Task objective
Will you quote only the lines starting at the one that contains "For the benchmark, pin each instance of the black ankle" and ending with the last line of the listing below, inclusive?

Given information
----------------------------------------

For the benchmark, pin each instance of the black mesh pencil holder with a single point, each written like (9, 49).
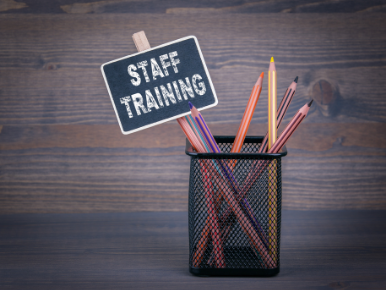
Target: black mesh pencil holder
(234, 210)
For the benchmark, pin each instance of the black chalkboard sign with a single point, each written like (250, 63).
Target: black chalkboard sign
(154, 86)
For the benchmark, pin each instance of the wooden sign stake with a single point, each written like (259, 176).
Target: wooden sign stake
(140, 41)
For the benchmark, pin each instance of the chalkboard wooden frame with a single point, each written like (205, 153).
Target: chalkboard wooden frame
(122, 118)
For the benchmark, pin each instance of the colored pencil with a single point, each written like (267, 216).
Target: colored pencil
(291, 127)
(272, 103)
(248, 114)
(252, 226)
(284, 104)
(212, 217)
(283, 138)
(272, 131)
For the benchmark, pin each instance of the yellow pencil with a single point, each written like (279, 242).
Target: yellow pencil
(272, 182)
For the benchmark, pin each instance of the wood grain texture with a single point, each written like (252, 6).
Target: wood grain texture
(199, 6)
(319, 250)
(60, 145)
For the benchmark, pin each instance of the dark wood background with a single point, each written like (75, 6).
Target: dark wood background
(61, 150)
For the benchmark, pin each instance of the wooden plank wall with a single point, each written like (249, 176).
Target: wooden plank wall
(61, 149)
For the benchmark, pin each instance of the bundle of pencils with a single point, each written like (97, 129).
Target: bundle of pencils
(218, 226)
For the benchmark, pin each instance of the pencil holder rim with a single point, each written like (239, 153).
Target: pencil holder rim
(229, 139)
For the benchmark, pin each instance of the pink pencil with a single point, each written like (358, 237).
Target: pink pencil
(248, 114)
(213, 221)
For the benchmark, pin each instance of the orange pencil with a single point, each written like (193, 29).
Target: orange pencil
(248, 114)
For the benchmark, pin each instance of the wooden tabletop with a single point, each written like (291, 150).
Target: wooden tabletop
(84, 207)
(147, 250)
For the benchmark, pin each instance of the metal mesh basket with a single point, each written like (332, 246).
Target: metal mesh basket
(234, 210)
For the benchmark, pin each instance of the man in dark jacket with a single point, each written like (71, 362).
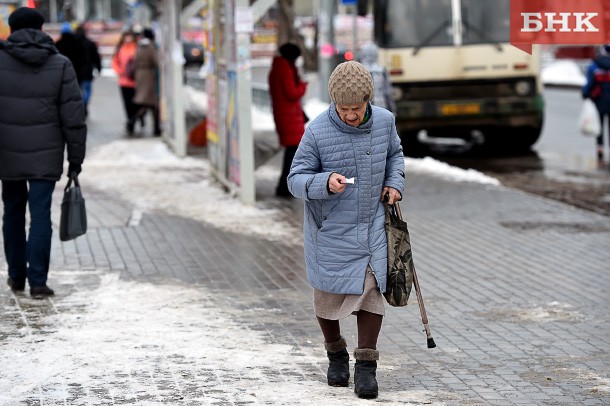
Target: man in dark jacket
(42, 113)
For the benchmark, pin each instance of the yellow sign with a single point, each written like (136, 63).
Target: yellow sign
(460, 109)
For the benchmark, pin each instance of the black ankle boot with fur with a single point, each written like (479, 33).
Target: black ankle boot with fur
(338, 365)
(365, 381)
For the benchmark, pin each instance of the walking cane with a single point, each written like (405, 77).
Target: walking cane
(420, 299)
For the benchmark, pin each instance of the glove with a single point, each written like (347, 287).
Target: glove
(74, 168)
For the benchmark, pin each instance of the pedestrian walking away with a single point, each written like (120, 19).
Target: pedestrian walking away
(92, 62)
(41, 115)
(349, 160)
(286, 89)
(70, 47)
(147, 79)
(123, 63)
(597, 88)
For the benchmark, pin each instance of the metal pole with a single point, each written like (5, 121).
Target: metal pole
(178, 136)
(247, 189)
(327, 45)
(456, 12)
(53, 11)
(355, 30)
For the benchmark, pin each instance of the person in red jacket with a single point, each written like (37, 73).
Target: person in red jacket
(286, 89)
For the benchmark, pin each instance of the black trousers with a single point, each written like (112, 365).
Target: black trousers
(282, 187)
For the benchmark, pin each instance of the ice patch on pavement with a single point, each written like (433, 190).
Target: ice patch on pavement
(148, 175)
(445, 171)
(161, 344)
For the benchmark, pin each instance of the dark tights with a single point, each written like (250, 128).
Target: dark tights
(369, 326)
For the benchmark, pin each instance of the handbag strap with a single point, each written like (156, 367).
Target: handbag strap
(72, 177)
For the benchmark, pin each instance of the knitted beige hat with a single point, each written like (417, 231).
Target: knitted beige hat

----------------------------------------

Exercise response
For the benchmark, pin each instance of the black ankle boot with fur with a single point, each written like (479, 33).
Target: black ankle boot with fur
(338, 365)
(365, 381)
For the benchmark, pin each instance of the walking cane with a single point, each written like (405, 77).
Target: walking cane
(420, 299)
For the benchmark, pin each instance of the glove with a single point, each written like (347, 287).
Target: glove
(74, 168)
For the benchmark, pin each instance of the pedestrian walking away with a single point, each written like (120, 19).
Target: pedestrian walking away
(92, 62)
(41, 115)
(349, 160)
(286, 89)
(70, 47)
(147, 79)
(123, 63)
(597, 88)
For the benchmark, pin each instance of the metal pole with a single point, each written like (5, 121).
Target: metal pole
(178, 136)
(247, 189)
(327, 45)
(456, 12)
(53, 11)
(355, 30)
For the benchmark, pin each instance of the person in red jacket with a single point, each written like (37, 73).
Target: person in red jacket
(286, 89)
For the benchmark, pin each instance of the black trousers with a single point, each written like (112, 365).
Target: black trousers
(282, 187)
For the benchmark, pin each instance of the ice patch on pavement with a single point, each written like (433, 190).
Target: ice patch on pavement
(148, 175)
(445, 171)
(161, 344)
For the benchmark, pin each instance of the dark tights with a single point, each written like (250, 128).
Target: dark tights
(369, 326)
For the benchmark, pin each instance of the handbag strap with a single point, each written like (156, 367).
Target: handbag strap
(72, 177)
For the benchmark, pin each instance of the knitted beige hat with a single point, each written like (417, 231).
Target: knitted beige hat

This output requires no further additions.